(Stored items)

»»

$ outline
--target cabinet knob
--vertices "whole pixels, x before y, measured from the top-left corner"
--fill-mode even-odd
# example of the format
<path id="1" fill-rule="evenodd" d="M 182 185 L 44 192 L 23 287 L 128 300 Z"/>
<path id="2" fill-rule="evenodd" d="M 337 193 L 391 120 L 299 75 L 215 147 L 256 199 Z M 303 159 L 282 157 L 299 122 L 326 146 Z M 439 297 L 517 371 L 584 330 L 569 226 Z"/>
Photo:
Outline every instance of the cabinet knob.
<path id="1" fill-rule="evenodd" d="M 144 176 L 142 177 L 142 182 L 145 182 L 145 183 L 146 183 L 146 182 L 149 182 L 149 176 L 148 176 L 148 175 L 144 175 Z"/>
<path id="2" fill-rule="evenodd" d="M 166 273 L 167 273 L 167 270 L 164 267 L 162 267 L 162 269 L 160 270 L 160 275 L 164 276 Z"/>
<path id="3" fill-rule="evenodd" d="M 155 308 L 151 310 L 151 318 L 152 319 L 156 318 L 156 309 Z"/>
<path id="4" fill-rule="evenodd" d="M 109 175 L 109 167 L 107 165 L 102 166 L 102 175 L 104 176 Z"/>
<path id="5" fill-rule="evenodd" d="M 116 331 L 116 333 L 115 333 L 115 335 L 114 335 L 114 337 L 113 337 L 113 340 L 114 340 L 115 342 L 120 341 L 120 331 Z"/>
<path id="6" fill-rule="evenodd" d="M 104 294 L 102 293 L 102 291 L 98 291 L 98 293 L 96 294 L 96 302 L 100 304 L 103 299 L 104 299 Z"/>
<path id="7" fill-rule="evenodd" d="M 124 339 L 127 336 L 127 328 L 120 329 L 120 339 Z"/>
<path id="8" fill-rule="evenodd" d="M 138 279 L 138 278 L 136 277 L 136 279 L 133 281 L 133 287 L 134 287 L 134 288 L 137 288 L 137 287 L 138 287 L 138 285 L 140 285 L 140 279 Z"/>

««

Output each record precisely as given.

Exercise answer:
$ outline
--target cabinet knob
--vertices "whole pixels, x before y, measured from the top-left corner"
--fill-mode even-odd
# example of the format
<path id="1" fill-rule="evenodd" d="M 182 185 L 44 192 L 23 287 L 128 300 Z"/>
<path id="2" fill-rule="evenodd" d="M 337 193 L 391 120 L 299 75 L 215 147 L 256 199 Z M 303 159 L 282 157 L 299 122 L 326 146 Z M 439 297 L 517 371 L 584 330 L 569 226 Z"/>
Photo:
Outline every instance of the cabinet knob.
<path id="1" fill-rule="evenodd" d="M 144 176 L 142 177 L 142 182 L 145 182 L 145 183 L 146 183 L 146 182 L 149 182 L 149 176 L 148 176 L 148 175 L 144 175 Z"/>
<path id="2" fill-rule="evenodd" d="M 166 273 L 167 273 L 167 270 L 164 267 L 162 267 L 162 269 L 160 270 L 160 275 L 164 276 Z"/>
<path id="3" fill-rule="evenodd" d="M 155 308 L 151 310 L 151 318 L 152 319 L 156 318 L 156 309 Z"/>
<path id="4" fill-rule="evenodd" d="M 109 175 L 109 167 L 107 165 L 102 166 L 102 175 L 104 176 Z"/>
<path id="5" fill-rule="evenodd" d="M 116 331 L 116 333 L 115 333 L 115 335 L 114 335 L 114 337 L 113 337 L 113 340 L 114 340 L 115 342 L 120 341 L 120 331 Z"/>
<path id="6" fill-rule="evenodd" d="M 104 294 L 102 293 L 102 291 L 98 291 L 98 293 L 96 294 L 96 302 L 100 304 L 103 299 L 104 299 Z"/>
<path id="7" fill-rule="evenodd" d="M 124 339 L 127 336 L 127 328 L 120 329 L 120 339 Z"/>
<path id="8" fill-rule="evenodd" d="M 138 279 L 138 278 L 136 277 L 136 279 L 133 281 L 133 287 L 134 287 L 134 288 L 137 288 L 137 287 L 138 287 L 138 285 L 140 285 L 140 279 Z"/>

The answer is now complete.